Selection
Synagogue in Alexandria, Egypt

The Menasce Synagogue (كنيس منشا) is a Jewish synagogue, located in Ahmed Orabi Square, in Alexandria, Egypt.

== History ==
The synagogue was funded by the wealthy and powerful Menasce banking family of Alexandria, previously of Morocco and Palestine. The first member of the Menasce family in Egypt was Jacob Levi Menasce, born in Cairo in 1807, also known as Baron Jacob de Menasce. Menasce was elevated to the baronetcy by Austria-Hungarian Emperor Franz Josef when the emperor visited Egypt for the opening of the Suez Canal. Menasce later became president of the Cairo Jewish community. Menasce and his family moved in Alexandria in 1871 but developed a rift with the established Alexandrian Jewish community.

The separate synagogue that he founded, the Menasce Synagogue, opened to great fanfare on December 30, 1872, (Note: Quoted elsewhere as 1882; and 1860.) with the ceremony attended by the Ottoman Governor of Alexandria. Although the Alexandria coastline was bombed ten years later in the Anglo-Egyptian War, the synagogue survived intact.

In September 2017, Menasce Synagogue was added to Egypt's list of Islamic, Jewish, and Coptic monuments, protecting it from being torn down.

Exercise directions
According to the passage on the Menasce Synagogue above, who attended the ceremony when the synagogue opened?

Raw records
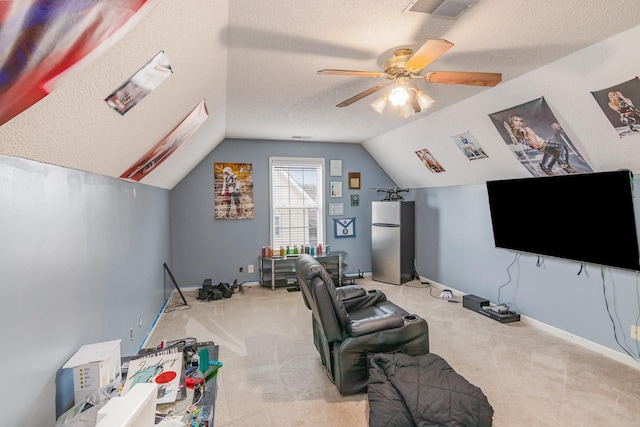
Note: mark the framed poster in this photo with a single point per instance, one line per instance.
(354, 180)
(336, 188)
(233, 185)
(335, 167)
(336, 209)
(344, 227)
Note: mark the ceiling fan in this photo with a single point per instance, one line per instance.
(406, 65)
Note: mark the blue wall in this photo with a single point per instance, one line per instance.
(203, 247)
(81, 261)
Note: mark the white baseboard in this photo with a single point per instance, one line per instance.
(590, 345)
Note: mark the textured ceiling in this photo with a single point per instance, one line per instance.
(255, 64)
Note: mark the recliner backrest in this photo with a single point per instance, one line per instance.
(327, 305)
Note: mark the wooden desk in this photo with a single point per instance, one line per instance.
(275, 271)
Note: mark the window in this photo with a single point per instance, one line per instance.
(297, 201)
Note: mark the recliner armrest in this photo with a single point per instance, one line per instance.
(350, 291)
(357, 328)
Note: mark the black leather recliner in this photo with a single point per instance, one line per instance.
(349, 323)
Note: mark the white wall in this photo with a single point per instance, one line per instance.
(81, 262)
(454, 240)
(565, 84)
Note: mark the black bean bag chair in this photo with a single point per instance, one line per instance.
(424, 390)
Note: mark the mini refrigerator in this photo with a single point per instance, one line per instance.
(393, 241)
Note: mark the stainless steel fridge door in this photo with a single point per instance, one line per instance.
(385, 213)
(385, 253)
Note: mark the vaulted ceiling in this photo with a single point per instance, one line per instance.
(255, 64)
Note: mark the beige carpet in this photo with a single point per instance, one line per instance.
(272, 375)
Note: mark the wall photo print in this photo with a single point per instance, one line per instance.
(469, 146)
(233, 190)
(538, 140)
(429, 161)
(618, 103)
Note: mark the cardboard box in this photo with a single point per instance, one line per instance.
(94, 366)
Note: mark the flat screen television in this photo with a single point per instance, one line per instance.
(583, 217)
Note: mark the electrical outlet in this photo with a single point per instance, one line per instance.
(635, 332)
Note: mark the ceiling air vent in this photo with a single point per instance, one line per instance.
(446, 8)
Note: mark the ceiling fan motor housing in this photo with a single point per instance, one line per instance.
(396, 65)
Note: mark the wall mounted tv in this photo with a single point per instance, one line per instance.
(587, 218)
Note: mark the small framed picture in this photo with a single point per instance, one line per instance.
(335, 167)
(354, 180)
(344, 227)
(336, 209)
(336, 188)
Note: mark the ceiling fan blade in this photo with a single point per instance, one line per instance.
(330, 72)
(361, 95)
(463, 78)
(429, 52)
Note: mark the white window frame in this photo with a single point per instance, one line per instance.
(318, 163)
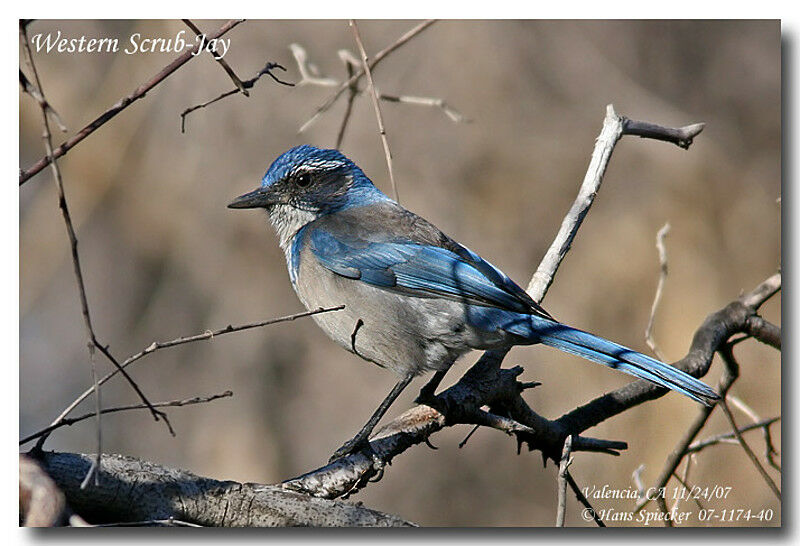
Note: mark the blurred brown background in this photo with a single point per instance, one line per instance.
(163, 257)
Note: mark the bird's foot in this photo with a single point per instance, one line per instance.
(426, 397)
(356, 445)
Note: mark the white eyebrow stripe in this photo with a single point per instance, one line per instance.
(319, 164)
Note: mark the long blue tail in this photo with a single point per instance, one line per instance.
(613, 355)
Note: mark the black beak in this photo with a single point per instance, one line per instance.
(255, 199)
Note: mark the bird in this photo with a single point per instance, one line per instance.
(415, 300)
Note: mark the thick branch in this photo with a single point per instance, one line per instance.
(133, 490)
(481, 385)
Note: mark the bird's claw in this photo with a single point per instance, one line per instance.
(353, 446)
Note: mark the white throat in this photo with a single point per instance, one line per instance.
(287, 221)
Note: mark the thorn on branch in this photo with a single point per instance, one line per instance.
(681, 136)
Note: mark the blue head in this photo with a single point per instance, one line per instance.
(305, 183)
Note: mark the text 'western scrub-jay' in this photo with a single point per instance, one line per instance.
(415, 300)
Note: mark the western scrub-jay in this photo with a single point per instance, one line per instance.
(415, 300)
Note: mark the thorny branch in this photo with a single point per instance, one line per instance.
(137, 491)
(563, 472)
(486, 384)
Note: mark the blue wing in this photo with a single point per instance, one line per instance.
(421, 270)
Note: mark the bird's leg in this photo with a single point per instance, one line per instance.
(361, 440)
(428, 392)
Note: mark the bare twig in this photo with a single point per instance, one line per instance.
(636, 476)
(307, 72)
(614, 127)
(662, 278)
(378, 58)
(189, 339)
(483, 383)
(769, 449)
(217, 57)
(123, 103)
(730, 437)
(563, 466)
(247, 84)
(681, 136)
(449, 111)
(378, 116)
(351, 64)
(749, 452)
(69, 421)
(30, 89)
(91, 339)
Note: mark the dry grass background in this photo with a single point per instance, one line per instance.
(163, 257)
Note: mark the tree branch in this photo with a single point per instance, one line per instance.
(132, 490)
(123, 103)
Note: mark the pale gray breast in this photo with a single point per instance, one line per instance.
(399, 332)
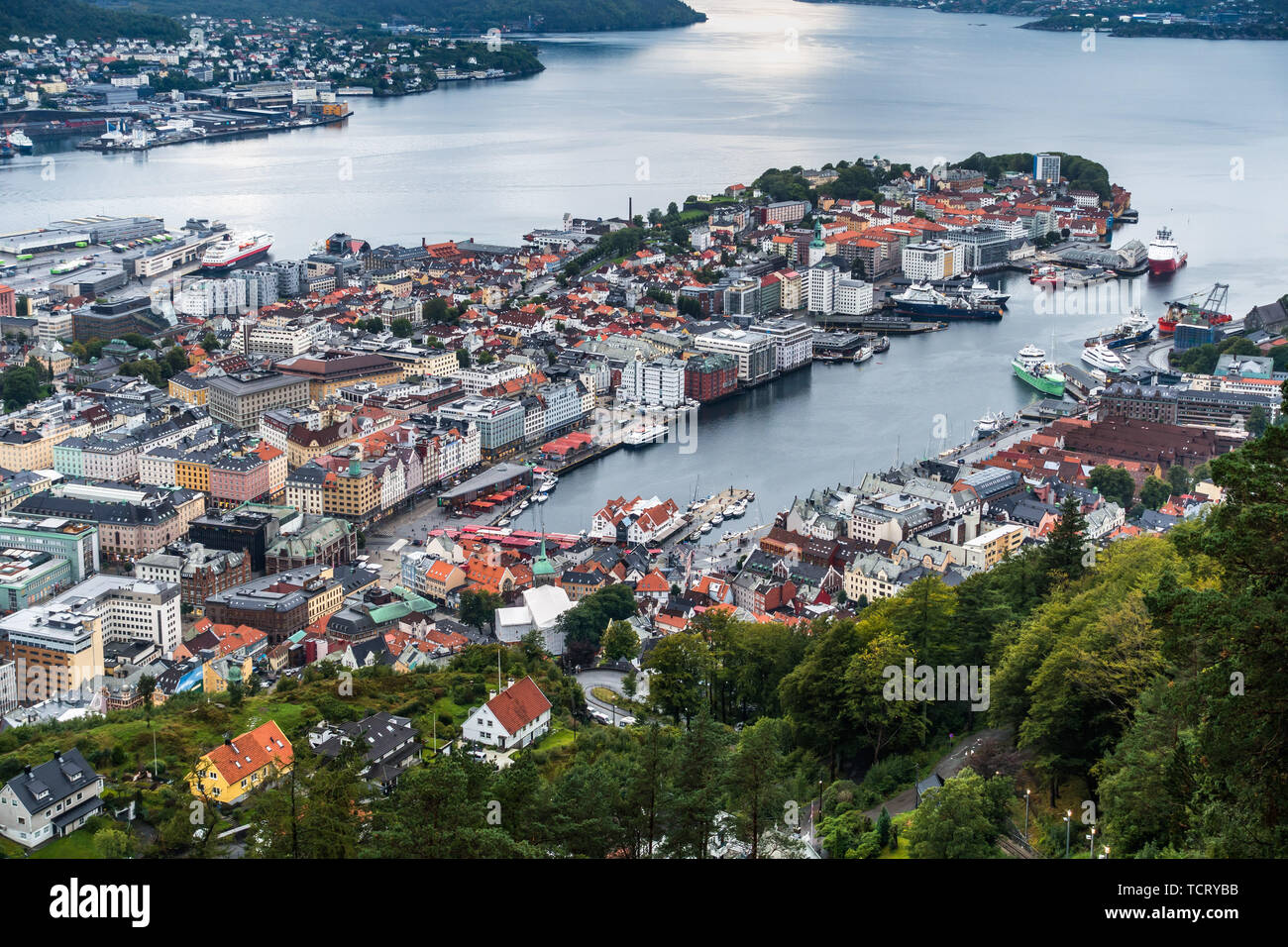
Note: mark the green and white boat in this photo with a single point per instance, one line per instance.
(1033, 368)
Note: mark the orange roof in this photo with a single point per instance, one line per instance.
(653, 581)
(252, 751)
(519, 705)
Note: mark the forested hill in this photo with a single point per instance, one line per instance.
(82, 21)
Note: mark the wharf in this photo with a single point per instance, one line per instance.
(708, 510)
(188, 137)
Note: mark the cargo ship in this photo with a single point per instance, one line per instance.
(923, 303)
(235, 249)
(1164, 256)
(1190, 309)
(1133, 330)
(1031, 368)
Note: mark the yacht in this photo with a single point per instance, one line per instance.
(983, 292)
(1104, 359)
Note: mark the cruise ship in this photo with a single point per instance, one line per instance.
(983, 292)
(235, 249)
(1031, 368)
(1164, 256)
(644, 434)
(21, 142)
(923, 303)
(1133, 330)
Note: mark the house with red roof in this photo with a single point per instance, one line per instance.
(511, 718)
(230, 772)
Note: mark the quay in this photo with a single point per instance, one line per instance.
(712, 506)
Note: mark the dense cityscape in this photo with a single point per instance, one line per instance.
(304, 556)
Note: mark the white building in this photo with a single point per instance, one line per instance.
(793, 339)
(660, 381)
(931, 261)
(513, 718)
(541, 608)
(752, 351)
(853, 296)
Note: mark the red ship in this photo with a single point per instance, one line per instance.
(1164, 256)
(1192, 311)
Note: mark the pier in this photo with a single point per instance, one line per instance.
(707, 512)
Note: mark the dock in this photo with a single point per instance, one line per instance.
(708, 510)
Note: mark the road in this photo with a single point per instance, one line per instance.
(600, 678)
(947, 767)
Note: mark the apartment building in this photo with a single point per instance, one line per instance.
(240, 399)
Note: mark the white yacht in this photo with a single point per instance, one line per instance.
(1104, 359)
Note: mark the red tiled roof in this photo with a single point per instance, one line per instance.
(253, 751)
(519, 705)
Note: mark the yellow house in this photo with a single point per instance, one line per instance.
(230, 772)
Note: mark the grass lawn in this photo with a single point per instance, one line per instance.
(78, 844)
(555, 738)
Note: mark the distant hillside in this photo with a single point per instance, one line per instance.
(459, 16)
(82, 21)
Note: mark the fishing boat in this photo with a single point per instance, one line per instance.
(990, 424)
(1031, 368)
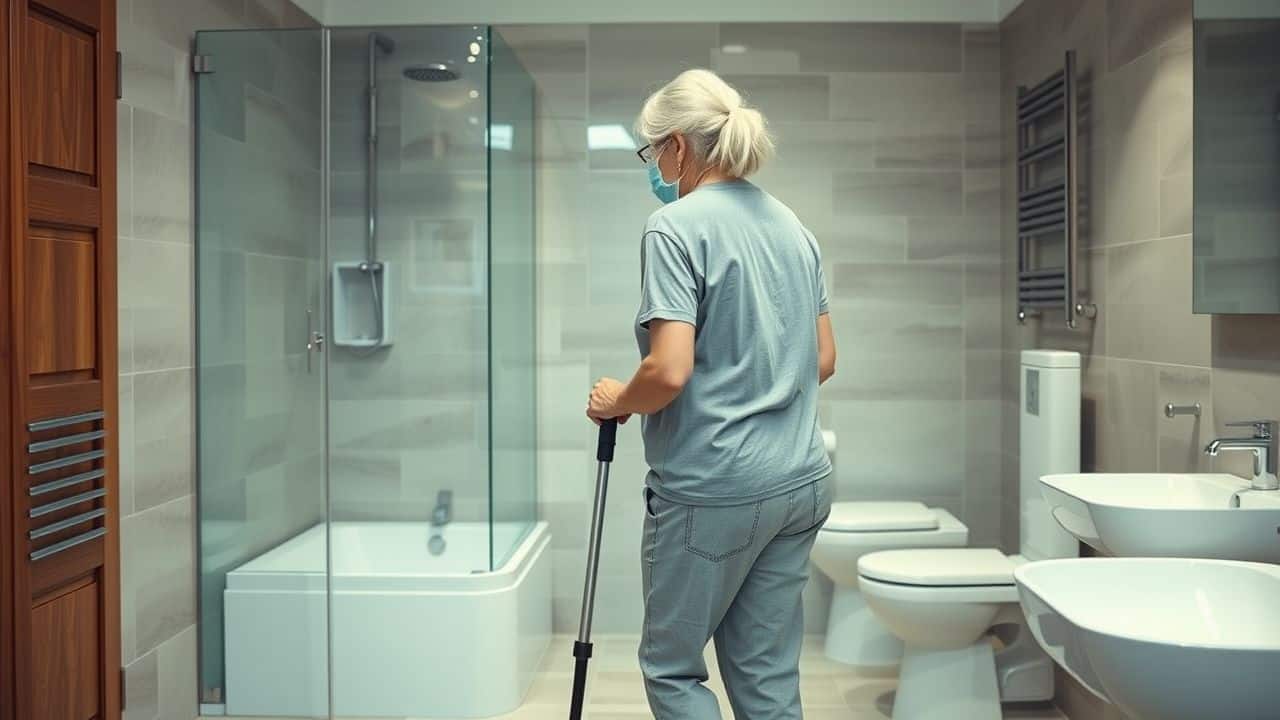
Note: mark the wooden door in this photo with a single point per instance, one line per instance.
(59, 546)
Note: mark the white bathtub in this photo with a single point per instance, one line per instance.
(414, 634)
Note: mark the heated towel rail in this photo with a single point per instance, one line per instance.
(1048, 197)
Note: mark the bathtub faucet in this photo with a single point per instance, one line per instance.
(443, 513)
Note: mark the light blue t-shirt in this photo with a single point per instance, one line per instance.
(735, 263)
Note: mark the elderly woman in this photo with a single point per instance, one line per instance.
(735, 338)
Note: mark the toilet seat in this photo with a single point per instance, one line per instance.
(940, 566)
(854, 636)
(880, 516)
(940, 595)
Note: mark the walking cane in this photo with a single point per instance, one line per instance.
(583, 647)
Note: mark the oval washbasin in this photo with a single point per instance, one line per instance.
(1161, 638)
(1166, 515)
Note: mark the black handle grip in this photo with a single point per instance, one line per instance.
(581, 654)
(608, 438)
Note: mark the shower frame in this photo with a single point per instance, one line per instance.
(316, 343)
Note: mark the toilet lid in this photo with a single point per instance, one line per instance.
(938, 568)
(872, 516)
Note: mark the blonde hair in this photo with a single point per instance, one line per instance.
(709, 113)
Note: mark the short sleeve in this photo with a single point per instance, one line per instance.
(821, 277)
(822, 291)
(668, 285)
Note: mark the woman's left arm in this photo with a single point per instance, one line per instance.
(661, 378)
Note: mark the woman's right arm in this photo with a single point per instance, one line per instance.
(826, 349)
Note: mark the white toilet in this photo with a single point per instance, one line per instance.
(942, 602)
(854, 636)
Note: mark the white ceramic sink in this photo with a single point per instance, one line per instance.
(1166, 515)
(1161, 638)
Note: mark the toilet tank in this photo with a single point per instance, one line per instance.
(1048, 443)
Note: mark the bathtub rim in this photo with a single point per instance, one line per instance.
(535, 542)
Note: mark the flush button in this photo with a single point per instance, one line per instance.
(1032, 392)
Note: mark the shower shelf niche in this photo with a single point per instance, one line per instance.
(355, 310)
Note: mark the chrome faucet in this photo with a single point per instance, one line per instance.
(440, 516)
(443, 513)
(1262, 443)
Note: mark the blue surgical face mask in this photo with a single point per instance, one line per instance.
(663, 190)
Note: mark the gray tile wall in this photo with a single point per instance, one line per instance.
(1146, 347)
(888, 150)
(156, 351)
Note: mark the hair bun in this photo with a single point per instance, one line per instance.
(722, 130)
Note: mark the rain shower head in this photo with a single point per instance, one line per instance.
(430, 72)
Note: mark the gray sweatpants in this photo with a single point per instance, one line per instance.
(735, 574)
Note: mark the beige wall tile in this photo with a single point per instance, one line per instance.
(1136, 27)
(897, 192)
(854, 46)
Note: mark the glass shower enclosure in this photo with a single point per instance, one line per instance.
(365, 350)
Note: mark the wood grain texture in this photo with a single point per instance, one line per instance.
(62, 301)
(59, 616)
(65, 675)
(58, 91)
(8, 515)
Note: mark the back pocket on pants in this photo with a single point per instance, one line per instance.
(720, 533)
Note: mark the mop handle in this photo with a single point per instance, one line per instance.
(583, 647)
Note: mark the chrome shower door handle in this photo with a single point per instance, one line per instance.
(315, 340)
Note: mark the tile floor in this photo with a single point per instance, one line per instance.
(831, 691)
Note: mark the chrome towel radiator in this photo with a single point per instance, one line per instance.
(1048, 197)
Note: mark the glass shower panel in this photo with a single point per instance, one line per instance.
(512, 381)
(260, 390)
(408, 418)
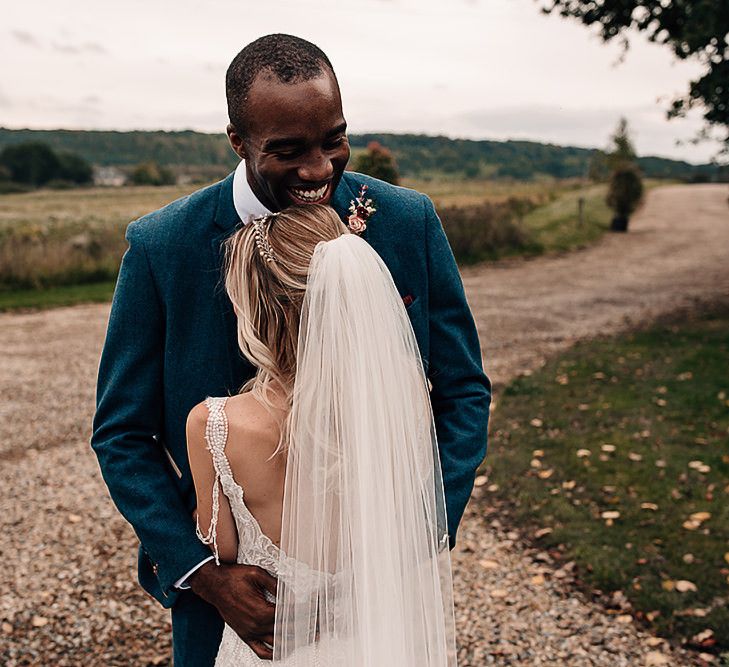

Expected answer
The Ottoman Governor of Alexandria.